--- SELECTED EXTRACT ---
◇ ◇ ◇ ◇ ◇ ◇ ◇
Moral Injury in the Creator Economy
All labor under capitalism involves moral compromise. A worker can try to find a job that passes some equity and justice purity test—but they'll be unemployed indefinitely. Even those working for the most "woke" companies or cooperatives have to hold their noses at some point. We move through work (and life) prioritizing some moral principles and deprioritizing others. That's just what it takes to exist with others.
The creator economy requires another aspect of moral compromise—one that goes so far as to inflict moral injury.
What is moral injury?
Consider a soldier following orders during a time of war. Or a healthcare worker rationing care during a crisis. Or an agency director distributing resources after a natural disaster. These contexts create a sort of morality bubble—wherein people are required to act in ways they would otherwise deem immoral. Even if they believe they are doing the right thing given the circumstances, moral injury occurs because of "the betrayal, violation or suppression of deeply held or shared moral values."
While not at the same scale or degree as wartime or disaster survival, of course, the creator economy also poses a very real risk of moral injury. Platforms cause moral injury, according to sociologist David Hill, by obscuring the various exploitative commercial relations involved in their operations. The nature of platform capitalism—whether at a company like Amazon, Meta, or even Airbnb—makes it incredibly difficult to see who does the work and how that work gets done. Our lack of awareness and absence of responsibility is by design. We can keep creating, using, and buying as long as we don't stop to think about the lithium mines, digital sweatshops, or Nazis that are also part of the supply chain.
And make no mistake: creators are part of the supply chain for platforms. Without professional creators, YouTube, TikTok, Facebook, and Instagram would have significantly less ad inventory to profit from. Without professional creators, Substack, Patreon, and other revenue share platforms wouldn't have nearly the pool of funds they can currently siphon off into their P&Ls.
To post on any of those platforms is to accept that your content might show up next to something you find morally repugnant. To scroll any of those platforms is to accept that you might see morally repugnant content. To invite comment on any of those platforms is to accept that you might get into a digital shouting match with someone who believes "people like you" are morally repugnant.
To make money by leveraging any one of those platforms is to accept that you're also making money for platforms that enable others to do and say things you find morally repugnant.
To avoid this maddening moral compromise, you can go it on your own—stringing together software to create your own media ecosystem. But in doing so, you cut yourself off from the benefits of recommendations and shares that enable audience-building. Some have done this successfully. Not many, though. As Anne Helen Petersen pointed out last week, it's not enough to make a DIY publishing platform work (that's easy). The hard part is making a DIY publishing platform that makes it easy for people to find what you publish.
◇ ◇ ◇ ◇ ◇ ◇ ◇
--- Rows of box annotation data ---
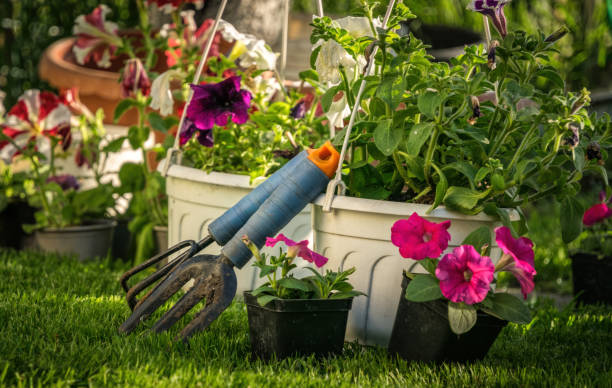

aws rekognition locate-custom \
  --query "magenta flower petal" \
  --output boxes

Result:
[391,213,450,260]
[436,245,495,305]
[582,203,612,226]
[266,233,329,267]
[495,226,537,299]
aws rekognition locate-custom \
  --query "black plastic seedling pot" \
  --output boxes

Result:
[570,252,612,305]
[389,276,508,362]
[244,291,353,360]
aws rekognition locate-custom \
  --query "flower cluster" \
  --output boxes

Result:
[391,213,536,334]
[391,213,536,305]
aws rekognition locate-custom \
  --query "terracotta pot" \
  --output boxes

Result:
[38,38,138,126]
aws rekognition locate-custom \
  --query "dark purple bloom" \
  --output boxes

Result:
[468,0,511,38]
[47,174,80,191]
[180,118,215,147]
[187,76,252,131]
[290,100,306,119]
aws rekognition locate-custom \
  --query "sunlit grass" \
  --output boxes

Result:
[0,251,612,388]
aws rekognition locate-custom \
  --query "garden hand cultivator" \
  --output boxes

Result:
[119,142,340,341]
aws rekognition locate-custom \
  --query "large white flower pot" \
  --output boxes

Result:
[313,196,510,347]
[166,165,312,296]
◇ ◇ ◇ ◇ ◇ ◇ ◇
--- SET EXERCISE 1 ---
Retype the part of the passage on moral injury in the creator economy, starting at "To post on any" and ending at "are morally repugnant.".
--- SET EXERCISE 2 ---
Echo the records word for word, starting at their first line and ending at the line that contains "[38,38,138,126]", with both of those lines included and nothing else. Leave the pictures out of your answer.

--- REPLY 1 ---
To post on any of those platforms is to accept that your content might show up next to something you find morally repugnant. To scroll any of those platforms is to accept that you might see morally repugnant content. To invite comment on any of those platforms is to accept that you might get into a digital shouting match with someone who believes "people like you" are morally repugnant.

--- REPLY 2 ---
aws rekognition locate-custom \
  --query "magenta flower petal" \
  --output boxes

Result:
[391,213,450,260]
[436,245,495,305]
[582,203,612,226]
[266,233,329,267]
[495,226,537,299]
aws rekognition locate-custom \
  --query "black plastic seedling pot" \
  --output boxes

Result:
[570,252,612,305]
[389,276,508,362]
[244,291,353,360]
aws rekognition locate-custom \
  --query "flower cluster" \
  --output boxes

Result:
[391,213,536,334]
[391,213,536,305]
aws rekognition locate-custom \
  --query "terracotta pot" \
  --output boxes

Result:
[38,38,138,126]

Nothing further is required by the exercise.